§ Action item
Could you retype the listing beneath, keeping each line exactly as it is?

§ Supplied entries

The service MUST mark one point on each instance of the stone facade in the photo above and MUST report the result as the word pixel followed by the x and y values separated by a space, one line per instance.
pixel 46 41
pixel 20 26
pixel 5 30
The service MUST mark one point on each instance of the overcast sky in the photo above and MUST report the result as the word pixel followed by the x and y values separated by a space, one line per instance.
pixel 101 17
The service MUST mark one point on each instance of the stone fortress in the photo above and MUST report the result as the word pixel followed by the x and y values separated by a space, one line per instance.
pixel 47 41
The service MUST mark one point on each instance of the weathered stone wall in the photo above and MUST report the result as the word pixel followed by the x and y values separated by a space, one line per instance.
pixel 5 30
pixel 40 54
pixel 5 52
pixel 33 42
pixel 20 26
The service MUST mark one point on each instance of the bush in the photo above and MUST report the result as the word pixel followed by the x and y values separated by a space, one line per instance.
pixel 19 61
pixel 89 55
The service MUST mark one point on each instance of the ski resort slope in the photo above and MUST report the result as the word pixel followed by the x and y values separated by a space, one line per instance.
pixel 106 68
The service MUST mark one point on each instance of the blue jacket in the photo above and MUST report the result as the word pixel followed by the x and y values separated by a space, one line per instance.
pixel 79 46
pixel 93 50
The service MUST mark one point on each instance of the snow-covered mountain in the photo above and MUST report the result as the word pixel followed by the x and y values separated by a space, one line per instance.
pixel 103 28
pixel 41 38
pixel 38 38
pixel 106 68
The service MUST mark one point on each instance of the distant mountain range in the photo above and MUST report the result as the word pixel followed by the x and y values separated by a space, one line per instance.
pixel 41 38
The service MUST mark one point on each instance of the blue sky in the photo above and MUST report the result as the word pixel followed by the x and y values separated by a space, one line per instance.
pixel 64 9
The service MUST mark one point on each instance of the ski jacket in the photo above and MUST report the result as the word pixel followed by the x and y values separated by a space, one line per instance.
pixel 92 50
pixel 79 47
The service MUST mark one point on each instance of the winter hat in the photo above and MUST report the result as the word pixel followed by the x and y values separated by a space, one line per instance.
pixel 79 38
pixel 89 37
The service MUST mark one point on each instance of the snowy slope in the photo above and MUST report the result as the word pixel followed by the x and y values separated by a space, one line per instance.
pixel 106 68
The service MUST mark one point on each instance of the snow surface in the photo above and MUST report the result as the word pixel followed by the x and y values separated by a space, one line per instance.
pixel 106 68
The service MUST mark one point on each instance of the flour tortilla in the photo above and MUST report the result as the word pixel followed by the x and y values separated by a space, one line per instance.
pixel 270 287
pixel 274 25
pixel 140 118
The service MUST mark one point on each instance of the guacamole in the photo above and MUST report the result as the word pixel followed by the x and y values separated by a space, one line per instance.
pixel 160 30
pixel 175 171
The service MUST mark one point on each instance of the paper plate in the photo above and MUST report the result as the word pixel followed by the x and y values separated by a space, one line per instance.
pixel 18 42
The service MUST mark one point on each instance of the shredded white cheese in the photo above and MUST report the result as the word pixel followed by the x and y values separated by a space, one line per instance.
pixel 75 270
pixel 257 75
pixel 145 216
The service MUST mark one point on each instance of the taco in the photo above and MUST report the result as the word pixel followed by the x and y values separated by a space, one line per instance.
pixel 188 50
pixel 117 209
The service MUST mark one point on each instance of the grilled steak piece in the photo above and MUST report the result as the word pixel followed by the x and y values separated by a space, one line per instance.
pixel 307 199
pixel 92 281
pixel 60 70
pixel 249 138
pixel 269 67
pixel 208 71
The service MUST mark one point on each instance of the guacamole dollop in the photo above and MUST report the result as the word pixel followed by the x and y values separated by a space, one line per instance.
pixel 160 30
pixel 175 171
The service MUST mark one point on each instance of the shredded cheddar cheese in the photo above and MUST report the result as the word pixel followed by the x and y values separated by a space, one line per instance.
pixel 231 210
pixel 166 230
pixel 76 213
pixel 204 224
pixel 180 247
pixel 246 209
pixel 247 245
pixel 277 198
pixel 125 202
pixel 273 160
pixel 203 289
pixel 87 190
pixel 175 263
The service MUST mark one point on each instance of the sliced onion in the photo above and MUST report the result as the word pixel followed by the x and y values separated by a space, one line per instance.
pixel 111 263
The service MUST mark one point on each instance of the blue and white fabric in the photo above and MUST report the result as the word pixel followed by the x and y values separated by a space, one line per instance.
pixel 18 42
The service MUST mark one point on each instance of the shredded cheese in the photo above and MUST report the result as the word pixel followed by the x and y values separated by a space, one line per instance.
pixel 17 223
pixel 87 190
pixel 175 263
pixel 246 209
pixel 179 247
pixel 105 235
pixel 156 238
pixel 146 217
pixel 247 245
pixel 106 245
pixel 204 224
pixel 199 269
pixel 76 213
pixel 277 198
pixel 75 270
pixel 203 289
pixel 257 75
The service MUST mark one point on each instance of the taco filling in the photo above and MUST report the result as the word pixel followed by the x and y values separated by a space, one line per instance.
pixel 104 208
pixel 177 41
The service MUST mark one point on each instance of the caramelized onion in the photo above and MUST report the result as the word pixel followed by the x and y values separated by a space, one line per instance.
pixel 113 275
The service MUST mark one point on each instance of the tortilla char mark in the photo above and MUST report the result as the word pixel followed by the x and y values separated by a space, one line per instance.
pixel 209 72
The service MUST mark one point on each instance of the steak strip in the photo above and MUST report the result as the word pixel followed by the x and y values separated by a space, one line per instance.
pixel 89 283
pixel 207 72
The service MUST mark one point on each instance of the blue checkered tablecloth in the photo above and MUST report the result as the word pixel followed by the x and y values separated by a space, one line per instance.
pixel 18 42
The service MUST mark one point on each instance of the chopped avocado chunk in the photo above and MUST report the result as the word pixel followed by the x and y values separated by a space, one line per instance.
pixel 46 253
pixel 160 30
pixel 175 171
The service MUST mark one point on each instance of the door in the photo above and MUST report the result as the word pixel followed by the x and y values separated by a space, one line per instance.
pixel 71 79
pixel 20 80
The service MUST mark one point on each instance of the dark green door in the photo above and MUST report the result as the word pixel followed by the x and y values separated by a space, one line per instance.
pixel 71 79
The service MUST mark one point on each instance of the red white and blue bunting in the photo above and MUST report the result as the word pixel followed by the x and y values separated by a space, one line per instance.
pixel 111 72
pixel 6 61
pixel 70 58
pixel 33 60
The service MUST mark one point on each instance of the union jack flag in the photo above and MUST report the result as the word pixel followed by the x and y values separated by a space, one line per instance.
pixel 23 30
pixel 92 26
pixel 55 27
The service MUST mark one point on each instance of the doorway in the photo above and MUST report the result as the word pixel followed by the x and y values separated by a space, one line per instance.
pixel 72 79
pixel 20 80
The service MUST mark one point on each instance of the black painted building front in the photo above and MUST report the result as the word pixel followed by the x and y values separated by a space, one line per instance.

§ Solution
The service MUST mark one point on each instance of the stone facade in the photo above and MUST report the result as the word pixel followed by the x and y values separated by a space, one line per instance.
pixel 46 41
pixel 20 26
pixel 5 30
The service MUST mark one point on each instance of the overcast sky in the photo above and MUST report the result as the word pixel followed by the x and y values separated by a space, one line per instance.
pixel 101 17
The service MUST mark one point on each instance of the stone fortress in the photo above and MUST report the result as the word pixel followed by the x and y values separated by a space, one line per instance.
pixel 47 41
The service MUST mark one point on each instance of the weathered stone wall in the photo above and MUST report the result as the word pixel followed by the x and y values separated by a space, one line per instance.
pixel 5 30
pixel 40 54
pixel 5 52
pixel 33 42
pixel 20 26
The service MUST mark one point on each instance of the bush in the photo above and MUST report the result as the word pixel followed by the x and y values separated by a space, one line per instance.
pixel 19 61
pixel 89 55
The service MUST mark one point on each instance of the ski resort slope in the photo above and MUST report the result as the word pixel followed by the x and y values separated by a space, one line per instance.
pixel 106 68
The service MUST mark one point on each instance of the blue jacket in the photo above and MUST report the result as the word pixel followed by the x and y values separated by a space, one line per instance.
pixel 79 46
pixel 93 50
The service MUST mark one point on each instance of the snow-covered mountain in the photo above and MUST report the result as the word pixel followed by the x and y values separated by a space, one line per instance.
pixel 103 28
pixel 41 38
pixel 38 38
pixel 106 68
The service MUST mark one point on each instance of the distant mountain range in the photo above and MUST report the result as the word pixel followed by the x and y values separated by a space, one line per instance.
pixel 41 38
The service MUST mark one point on each instance of the blue sky in the photo above and MUST report the result as the word pixel followed by the x and y values separated by a space, one line per instance.
pixel 64 9
The service MUST mark one point on each instance of the ski jacket in the photo above and MUST report the result as the word pixel followed by the x and y values separated by a space, one line per instance.
pixel 92 50
pixel 79 47
The service MUST mark one point on each instance of the winter hat in the photo above and MUST report the result as the word pixel followed by the x and y values separated by a space, one line per instance.
pixel 79 38
pixel 89 37
The service MUST mark one point on each instance of the snowy slope in the photo above and MUST report the result as the word pixel followed by the x and y values separated by a space, one line per instance.
pixel 106 68
The service MUST mark one point on each instance of the snow surface in the photo above and MUST report the result as the word pixel followed by the x and y values separated by a space, one line per instance.
pixel 106 68
The service MUST mark one point on each instance of the flour tortilla in the photo above and MUST report the result as the word pixel followed by the x and y values separated by a space, one line per instance.
pixel 270 287
pixel 274 25
pixel 140 118
The service MUST mark one point on each instance of the guacamole in the photo above and MUST report the result as the word pixel followed by the x and y values separated by a space, one line per instance.
pixel 160 30
pixel 175 171
The service MUST mark one point on each instance of the paper plate in the photo above and MUST report the result as the word pixel followed by the x and y values separated by a space, one line per instance.
pixel 18 42
The service MUST mark one point on each instance of the shredded white cheese in the photo above and MUST report the result as the word pixel followed by the x and y values separated by a space, one line per instance.
pixel 75 270
pixel 257 75
pixel 145 216
The service MUST mark one point on each instance of the taco in the photo above and MUST report the result as the word pixel followed by the x and y values separated by a space, one line per instance.
pixel 188 50
pixel 117 209
The service MUST mark one point on each instance of the grilled steak piece in the photo above and MUST report the result as the word pixel followed by the x and y values separated by a space, one line per instance.
pixel 307 199
pixel 92 281
pixel 60 70
pixel 249 138
pixel 269 67
pixel 208 71
The service MUST mark one point on each instance of the guacamole dollop in the photo above and MUST report the result as the word pixel followed by the x and y values separated by a space, one line per instance.
pixel 160 30
pixel 175 171
The service MUST mark one point on each instance of the shredded cheddar cheese in the photo above and MUST report the result as the word pixel followed by the x and y values separated by a space, one line per instance.
pixel 231 210
pixel 166 230
pixel 76 213
pixel 204 224
pixel 180 247
pixel 246 209
pixel 247 245
pixel 277 198
pixel 125 202
pixel 273 160
pixel 203 289
pixel 87 190
pixel 175 263
The service MUST mark one point on each instance of the sliced onion in the photo above and MUST report the result as the word pixel followed by the x and y values separated by a space, one line per instance.
pixel 111 263
The service MUST mark one point on each instance of the blue and white fabric in the photo above and MUST report the result as the word pixel followed by the x and y values separated by a space, one line per instance.
pixel 18 42
The service MUST mark one point on each instance of the shredded cheese in the photo above and MUST report the result as the word pixel followed by the x and y values separated by a space, one line per instance.
pixel 17 223
pixel 87 190
pixel 175 263
pixel 246 209
pixel 179 247
pixel 105 235
pixel 156 238
pixel 146 217
pixel 247 245
pixel 106 245
pixel 204 224
pixel 199 269
pixel 76 213
pixel 277 198
pixel 75 270
pixel 203 289
pixel 257 75
The service MUST mark one point on each instance of the taco filling in the photo above and MUST report the result as the word pixel followed by the x and y values separated by a space, one line per instance.
pixel 104 208
pixel 177 41
The service MUST mark one point on each instance of the caramelized onion in the photo above and MUST report the result as the word pixel followed by the x and y values separated by a space, one line per instance.
pixel 113 275
The service MUST mark one point on each instance of the tortilla char mark in the photo above and MUST report the result as the word pixel followed by the x and y values separated by a space, one line per instance.
pixel 209 72
The service MUST mark one point on each instance of the steak strip in the photo above and MUST report the result as the word pixel followed by the x and y values separated by a space, one line per instance.
pixel 89 283
pixel 207 72
The service MUST mark one point on each instance of the blue checkered tablecloth in the photo above and MUST report the result as the word pixel followed by the x and y values separated by a space, one line per instance.
pixel 18 42
The service MUST mark one point on each instance of the chopped avocado chunk in the photo above and MUST report the result as the word pixel followed by the x and y values separated by a space, one line per instance.
pixel 46 253
pixel 160 30
pixel 175 171
The service MUST mark one point on each instance of the door in the photo above and MUST report the result as the word pixel followed by the x and y values separated by a space, one line per instance.
pixel 71 79
pixel 20 80
The service MUST mark one point on each instance of the dark green door in the photo above and MUST report the result as the word pixel followed by the x and y values separated by a space, one line per instance.
pixel 71 79
The service MUST mark one point on each instance of the red white and blue bunting in the photo above and MUST report the result as the word pixel followed by the x and y values separated by a space, one line per instance.
pixel 111 72
pixel 6 61
pixel 70 58
pixel 33 60
The service MUST mark one point on each instance of the union jack flag in the photo above and MUST report the result as the word pixel followed by the x and y values separated by a space, one line per instance.
pixel 23 30
pixel 92 26
pixel 55 27
The service MUST mark one point on each instance of the doorway in the photo above and MUST report the result as the word pixel followed by the x and y values separated by a space, one line per instance.
pixel 72 79
pixel 20 80
The service MUST mark one point on each instance of the black painted building front in the photo above and MUST report the result as the word pixel followed by the x and y values separated by a space, one line per instance.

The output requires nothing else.